• **What you need to do**:
1. In the forum thread on random hex colors, which value does the commenter say will never be produced unless the random number is multiplied by 0xFFFFFF+1?
2. Extend the forum thread on random hex colors with another reply that follows its final comment.

• **Source excerpt**:
^^^^

Paul Irish

oh wow, i absolutely love that final solution, i would have never thought of that

Very nice. Though you might want to pad with zeros for when the random value is less than 0×100000.

Excellent tip, I could have used this just the other day. The 0xFFFFFF is clearer, and good comment about padding to the left because either way you will occasionally get 5 (or fewer) digit colors.

Man, there are two problems here:

1 - Math.random()*1<<0 will never produce 1. For a range 0,N with virtually same possibilities you need Math.random()*(N+1)<<0 so the right one is:

(Math.random()*(0xFFFFFF+1)<<0).toString(16)

otherwise 0xFFFFFF will never happen

2 - as somebody said already you need to pad the string so the quick one is:

'#'+(function(h){return new Array(7-h.length).join("0")+h})((Math.random()*(0xFFFFFF+1)<<0).toString(16))

Regards

Obviously, this is even better (could be confusing though):

'#'+(function(h){return new Array(7-h.length).join("0")+h})((Math.random()*0x1000000<<0).toString(16))

Just for fun, I add a quick and dirty pad function as well:

function pad(s,i,c,r){
    i=i+1-s.length;
    if(i<1)return s;
    c=new Array(i).join(c||" ");
    return r?s+c:c+s;
};
 
pad("ff",6,"0"); // 0000FF
pad("ff",6,"0",true); // FF0000

so, the color is

"#"+pad((Math.random()*0x1000000<<0).toString(16),6,"0");

and we can reuse the pad function everytime we need.

^^^^

• **Data rows**:

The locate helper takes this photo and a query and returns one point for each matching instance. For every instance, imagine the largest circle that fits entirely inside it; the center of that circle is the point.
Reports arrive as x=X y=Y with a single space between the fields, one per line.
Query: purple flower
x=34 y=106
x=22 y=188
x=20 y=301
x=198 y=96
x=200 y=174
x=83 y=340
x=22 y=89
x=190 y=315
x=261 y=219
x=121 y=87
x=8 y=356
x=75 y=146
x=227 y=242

^^^^

• **Exercise answers**:
1. 0xFFFFFF

2.
Stretching the original "quick, dirty one-liner" concept a bit, and fixing the obvious problems with it:

function lolColor(){var h=(Math.random()*0xFFFFFF+1<<0).toString(16); while(h.length<6){h="0"+h;} return "#"+h;}

nulogaksu: Nope, because that algorithm will never generate uniform black (#000000)!

Also, you can't just multiply Math.random() by a number and round it*, that doesn't produce a truly random range. But, picking a random colour isn't like drawing random cards for a poker game - it doesn't need perfect uniformity (or at least: as perfect a randomness as your RNG can muster).

*) The reason is the pigeon hole principle: An IEEE double has a 52-bit mantissa, so that's how much randomness you generally start out with (52 bits worth). Lets say you now want to generate a random number between 0 and 2^52-2. Then, exactly one number in your supposed uniform range shows up twice as often as any other number - after all, there are 2^52 input numbers which map to 2^52-1 numbers, so exactly two of the 2^52 numbers map to the same output number. In practice its worse, and some output numbers can never be attained. I also oversimplified how IEEE doubles work, but this is enough detail to explain why Math.random()*max is a flawed way to generate random integers. In java, you should use Random.nextInt(maxNum), but that method isn't available in javascript.

Again, mostly an academic point - the flawed random number generation is still decently random, if not entirely uniform, and I can't think of any situations where strict uniformity is an absolute requirement when picking a random colour!

Reinier: You're right, that's missing a pair of parens. No idea why I didn't just use 16777216 when I aimed for compact rather than readable. :)
I was wondering on IRC earlier when someone would say "It's not random enough!" but as you said, it's good enough for this purpose.

Reinier, nobody rounded numbers here … <<0 is like a Math.floor … but I already wrote how to obtain a virtually correct random, no?

Math.floor(Math.random() * (N + 1));

which is exactly like:
Math.random() * (N + 1) << 0
since bitwise has less precedence than multiply operator

again, 0×000000 to 0xFFFFFF is:
(Math.random()*0×1000000<<0).toString(16)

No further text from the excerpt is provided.